------ RECORDS FOR THE EXERCISE ------
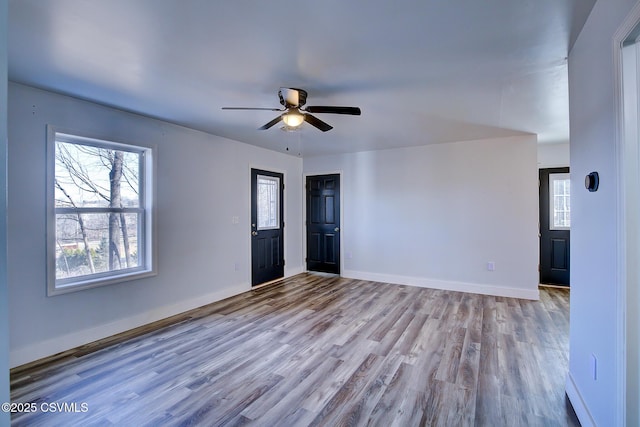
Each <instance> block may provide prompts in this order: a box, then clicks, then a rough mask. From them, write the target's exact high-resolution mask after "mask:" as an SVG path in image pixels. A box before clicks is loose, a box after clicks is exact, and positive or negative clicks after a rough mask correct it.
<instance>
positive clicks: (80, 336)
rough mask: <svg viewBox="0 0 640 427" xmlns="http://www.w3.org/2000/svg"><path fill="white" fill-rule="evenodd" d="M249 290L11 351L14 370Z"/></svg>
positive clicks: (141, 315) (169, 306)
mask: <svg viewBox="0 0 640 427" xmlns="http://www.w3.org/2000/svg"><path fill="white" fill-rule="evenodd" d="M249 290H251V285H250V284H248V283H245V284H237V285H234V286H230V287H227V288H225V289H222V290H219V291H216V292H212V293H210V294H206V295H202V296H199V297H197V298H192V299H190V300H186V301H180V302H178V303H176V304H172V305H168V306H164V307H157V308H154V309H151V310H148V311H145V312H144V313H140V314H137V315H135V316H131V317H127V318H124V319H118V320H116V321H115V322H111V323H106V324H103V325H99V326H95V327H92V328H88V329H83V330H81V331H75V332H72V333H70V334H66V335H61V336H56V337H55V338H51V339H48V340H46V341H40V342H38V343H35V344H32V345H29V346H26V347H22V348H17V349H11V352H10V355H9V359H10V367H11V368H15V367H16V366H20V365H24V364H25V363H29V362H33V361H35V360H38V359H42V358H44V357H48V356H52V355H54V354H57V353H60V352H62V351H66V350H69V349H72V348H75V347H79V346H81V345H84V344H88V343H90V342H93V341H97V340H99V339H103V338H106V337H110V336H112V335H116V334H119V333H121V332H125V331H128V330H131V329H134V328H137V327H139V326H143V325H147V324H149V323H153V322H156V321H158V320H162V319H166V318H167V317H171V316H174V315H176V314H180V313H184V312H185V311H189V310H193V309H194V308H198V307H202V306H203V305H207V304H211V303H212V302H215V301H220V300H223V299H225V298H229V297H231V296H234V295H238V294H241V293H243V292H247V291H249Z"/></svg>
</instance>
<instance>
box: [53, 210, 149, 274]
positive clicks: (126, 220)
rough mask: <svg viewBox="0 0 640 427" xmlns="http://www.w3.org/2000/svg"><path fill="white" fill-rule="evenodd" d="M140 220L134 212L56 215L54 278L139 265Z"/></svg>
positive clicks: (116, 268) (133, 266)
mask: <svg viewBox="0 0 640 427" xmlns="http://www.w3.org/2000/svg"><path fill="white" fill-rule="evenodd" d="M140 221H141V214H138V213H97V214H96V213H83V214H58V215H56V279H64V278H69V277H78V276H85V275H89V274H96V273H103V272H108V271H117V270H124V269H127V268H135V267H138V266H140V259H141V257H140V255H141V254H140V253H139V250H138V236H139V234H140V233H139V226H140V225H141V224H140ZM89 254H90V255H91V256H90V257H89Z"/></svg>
------
------ RECORDS FOR THE EXERCISE ------
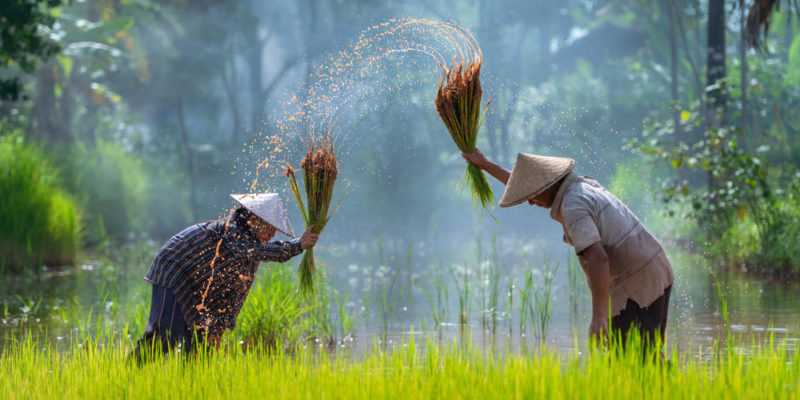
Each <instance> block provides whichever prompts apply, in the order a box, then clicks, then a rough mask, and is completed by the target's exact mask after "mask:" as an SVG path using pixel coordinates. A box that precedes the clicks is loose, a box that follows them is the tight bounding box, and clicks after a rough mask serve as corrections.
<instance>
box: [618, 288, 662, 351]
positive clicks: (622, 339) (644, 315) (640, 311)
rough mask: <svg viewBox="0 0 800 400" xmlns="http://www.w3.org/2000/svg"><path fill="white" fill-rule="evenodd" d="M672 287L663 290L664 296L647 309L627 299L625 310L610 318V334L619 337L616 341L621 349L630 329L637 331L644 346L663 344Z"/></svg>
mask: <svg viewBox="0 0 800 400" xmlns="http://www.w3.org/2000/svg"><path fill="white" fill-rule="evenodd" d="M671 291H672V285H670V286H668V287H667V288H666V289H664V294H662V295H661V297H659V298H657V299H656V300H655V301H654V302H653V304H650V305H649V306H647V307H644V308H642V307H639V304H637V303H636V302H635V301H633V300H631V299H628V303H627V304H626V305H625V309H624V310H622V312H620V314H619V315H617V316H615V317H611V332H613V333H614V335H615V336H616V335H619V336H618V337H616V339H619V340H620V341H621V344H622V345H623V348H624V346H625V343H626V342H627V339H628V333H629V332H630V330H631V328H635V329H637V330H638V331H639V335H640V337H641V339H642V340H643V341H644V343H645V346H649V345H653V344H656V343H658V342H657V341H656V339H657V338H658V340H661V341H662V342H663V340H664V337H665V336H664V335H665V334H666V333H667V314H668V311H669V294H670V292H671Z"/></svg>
------
------ RECORDS FOR THE EXERCISE ------
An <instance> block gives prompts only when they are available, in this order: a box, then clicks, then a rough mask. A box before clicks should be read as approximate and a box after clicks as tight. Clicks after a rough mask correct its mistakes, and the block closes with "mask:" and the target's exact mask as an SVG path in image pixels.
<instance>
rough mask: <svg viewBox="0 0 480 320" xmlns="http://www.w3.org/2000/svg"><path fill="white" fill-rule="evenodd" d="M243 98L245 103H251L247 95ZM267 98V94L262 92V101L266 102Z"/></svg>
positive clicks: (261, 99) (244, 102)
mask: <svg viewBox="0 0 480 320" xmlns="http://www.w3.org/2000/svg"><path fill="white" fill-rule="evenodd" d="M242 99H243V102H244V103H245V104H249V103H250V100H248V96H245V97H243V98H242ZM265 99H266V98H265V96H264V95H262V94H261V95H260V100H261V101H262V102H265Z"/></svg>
------
Rewrite the part of the rows that opens with the line containing "Each <instance> block provides" and closes with the line containing "287L663 290L664 296L647", substituting "coarse mask" for "rough mask" and leaving everything else unchanged.

Each <instance> block provides whichever prompts apply, in the order a box, then clicks, then a coarse mask, and is completed by the target's exact mask after "mask:" as an SVG path using pixel coordinates. A box that precedes the clicks is loose, a box that follows them is the tight bounding box, and clicks after a coarse mask serve as corrections.
<instance>
box: [618, 288, 662, 351]
positive clicks: (622, 339) (644, 315) (640, 311)
coarse mask: <svg viewBox="0 0 800 400" xmlns="http://www.w3.org/2000/svg"><path fill="white" fill-rule="evenodd" d="M672 287L663 290L664 296L647 309L627 299L625 310L610 318V334L619 337L616 341L621 349L630 329L637 331L644 346L663 344Z"/></svg>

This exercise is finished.